Tarefa proposta 1
Que entidades o texto de origem refere pelo nome?
Tarefa proposta 2
Prossiga o texto de origem sobre o recurso relativo à intrusão de um animal na via, começando logo a seguir à sua última frase.

Texto de origem
··········

18.ª A resposta que o Tribunal "a quo" deu ao ponto 8 da matéria de facto demonstra o carácter regular e habitual da presença de cães no local do acidente, por isso ficou provado que "…em datas anteriores e posteriores à do embate (...) foram vistos no local cães".
19.ª A douta decisão recorrida ao decidir como decidiu cometeu um erro de valoração da prova ao considerar que os factos provados eram suficientes para ilidir a presunção de culpa ou de incumprimento que impende sobre a Brisa, atenta a diversidade de modos e locais possíveis para a intrusão do animal esse ónus dificilmente poderá estar cumprido sem a demonstração positiva de como, apesar de lá estar a vedação, o animal se introduziu na via. (vide Acórdão do STJ de 22/06/2004 in www.dgsi.pt).

··········

Excerto dos dados
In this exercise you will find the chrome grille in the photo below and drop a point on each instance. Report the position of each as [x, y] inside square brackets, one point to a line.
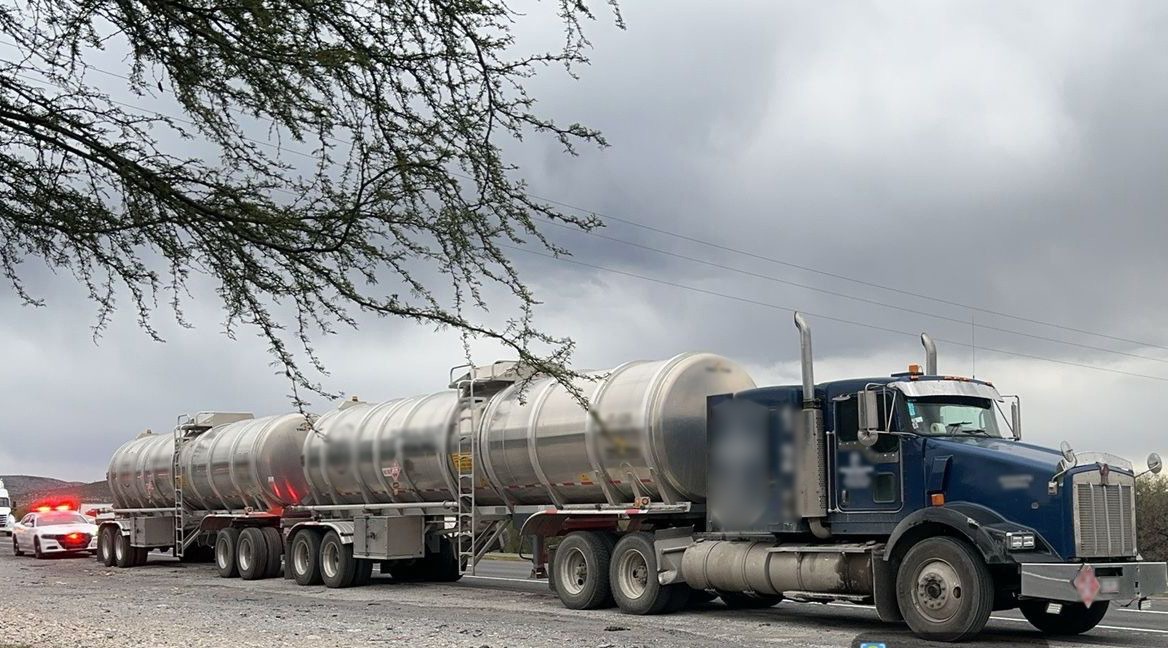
[1104, 516]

··········

Resposta esperada 1
- o Tribunal "a quo"
- a Brisa
- o STJ

Resposta esperada 2
20.ª A douta decisão recorrida cometeu também um erro de interpretação e aplicação do direito, designadamente das Bases do contrato de concessão, aprovado pelo Dec.Lei n.° 264/97, de 24 de Outubro, nomeadamente as Bases XXXIII, n°1, XXXVI, n.° 2, e XLVII, n.° 2, bem como dos artigos 483.º, 486.º, 493.º, 406.º e 799.º todos do Código Civil e, ainda, do artigo 12.º da Lei n.° 24/2007 de18 de Julho.
21.ª No processo foi produzida prova bastante do comportamento negligente, culposo e omissivo da Brisa - (tenha-se presente que ficou provado que o cão, no dia do acidente, atravessou-se na frente do QE e que em datas anteriores e posteriores à do embate foram vistos no local cães. E o que é que a Brisa fez? Nada!) -. Pelo que a Brisa e a Companhia de Seguros “B” SA, em razão do contrato de seguro, devem ser solidariamente condenadas a pagar todos os prejuízos sofridos e provados pelo Recorrente, quer se analise os factos apurados pela óptica da responsabilidade extracontratual, quer se o faça pelo prisma da responsabilidade contratual.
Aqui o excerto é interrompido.